Start of Stored data
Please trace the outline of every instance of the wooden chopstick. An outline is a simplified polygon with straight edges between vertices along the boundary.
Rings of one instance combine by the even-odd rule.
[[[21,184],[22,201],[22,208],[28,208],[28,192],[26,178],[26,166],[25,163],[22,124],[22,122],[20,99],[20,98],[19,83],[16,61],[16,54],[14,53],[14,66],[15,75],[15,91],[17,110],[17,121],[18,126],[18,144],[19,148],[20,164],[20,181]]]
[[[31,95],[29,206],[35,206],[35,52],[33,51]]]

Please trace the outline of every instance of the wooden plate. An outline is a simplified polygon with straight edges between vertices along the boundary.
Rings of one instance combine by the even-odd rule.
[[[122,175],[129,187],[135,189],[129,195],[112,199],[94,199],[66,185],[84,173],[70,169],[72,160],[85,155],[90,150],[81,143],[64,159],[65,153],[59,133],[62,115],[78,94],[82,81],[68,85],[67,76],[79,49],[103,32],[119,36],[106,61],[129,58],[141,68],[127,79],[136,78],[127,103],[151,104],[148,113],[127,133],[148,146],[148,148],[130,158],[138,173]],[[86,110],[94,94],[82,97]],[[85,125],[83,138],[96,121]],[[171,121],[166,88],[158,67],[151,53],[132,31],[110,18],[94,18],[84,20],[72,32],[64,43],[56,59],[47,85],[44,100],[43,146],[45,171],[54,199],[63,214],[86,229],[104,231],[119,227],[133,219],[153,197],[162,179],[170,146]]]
End of Stored data
▶ _Stated problem_: Reproduce every row above verbatim, from the first line to the last.

▶ _Result_:
Please trace the outline of every instance of the wooden chopstick. An outline is a simplified polygon with straight edges between vertices along the boundary.
Rings of one instance combine by the even-odd rule.
[[[21,184],[22,201],[22,208],[28,208],[28,192],[26,178],[26,166],[25,163],[22,124],[22,122],[20,99],[20,98],[19,83],[16,61],[16,54],[14,53],[14,66],[15,75],[15,91],[17,110],[17,121],[18,126],[18,144],[19,148],[20,164],[20,181]]]
[[[31,95],[29,206],[35,206],[35,52],[33,51]]]

Please trace the outline of every instance of the wooden plate. An outline is a simplified polygon with straight edges between vertices along the boundary.
Rings of one instance combine by the even-odd rule.
[[[122,175],[129,187],[135,189],[129,195],[112,199],[94,199],[66,185],[84,173],[70,169],[72,160],[85,155],[90,150],[81,143],[64,159],[65,153],[59,133],[62,115],[78,94],[82,81],[68,85],[67,76],[79,49],[103,32],[119,36],[106,61],[129,58],[141,68],[127,79],[136,78],[127,103],[151,104],[148,113],[127,133],[148,146],[148,148],[130,158],[138,173]],[[86,110],[94,94],[82,97]],[[85,125],[83,138],[96,121]],[[171,121],[166,88],[158,67],[151,53],[132,31],[110,18],[94,18],[84,20],[72,32],[64,43],[56,59],[47,85],[44,100],[43,146],[45,171],[54,199],[63,214],[86,229],[104,231],[119,227],[133,219],[153,197],[162,179],[170,146]]]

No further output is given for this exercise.